* _Your goal_
Which lines in the records below contain the word "point"? Pick out each one and copy it in full.

A block of data
· · · · · · ·

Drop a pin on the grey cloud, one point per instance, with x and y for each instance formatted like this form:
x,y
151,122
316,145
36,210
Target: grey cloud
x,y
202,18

· · · · · · ·

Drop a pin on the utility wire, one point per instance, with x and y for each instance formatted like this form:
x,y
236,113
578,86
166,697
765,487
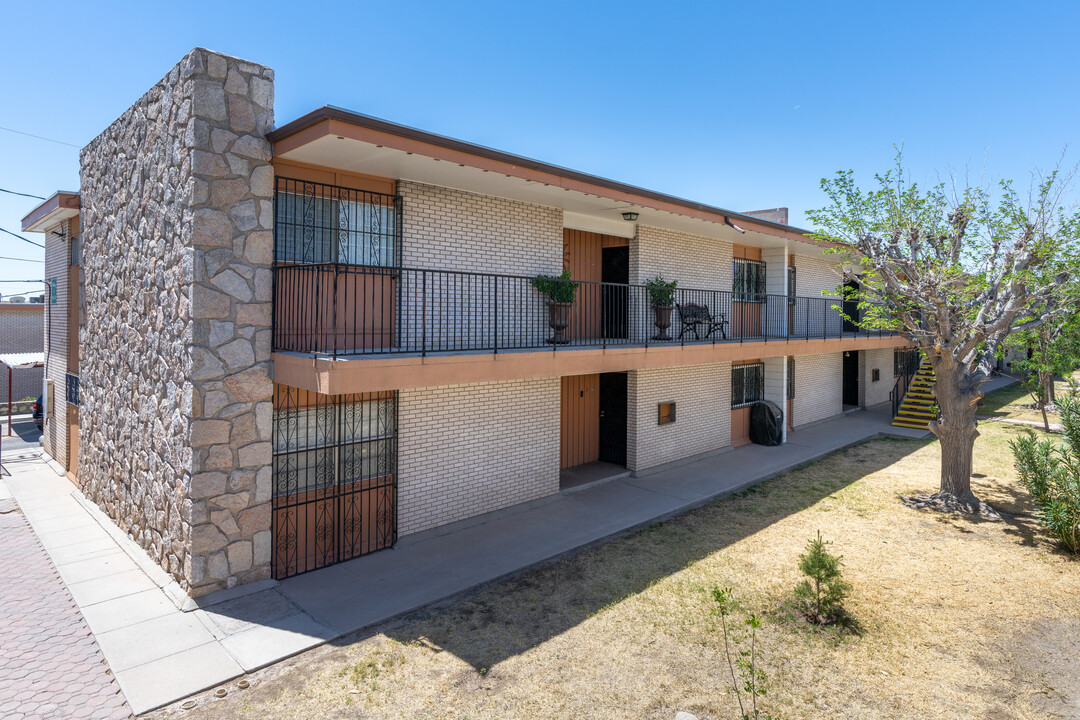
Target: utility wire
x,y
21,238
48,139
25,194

· · · · · · ·

* _Answer_
Drop a pin on the grey cloud, one point per instance, with x and y for each instance formatted like this form:
Drop a pin on the utility wire, one point per instance, with x and y for each instance formatted like this form:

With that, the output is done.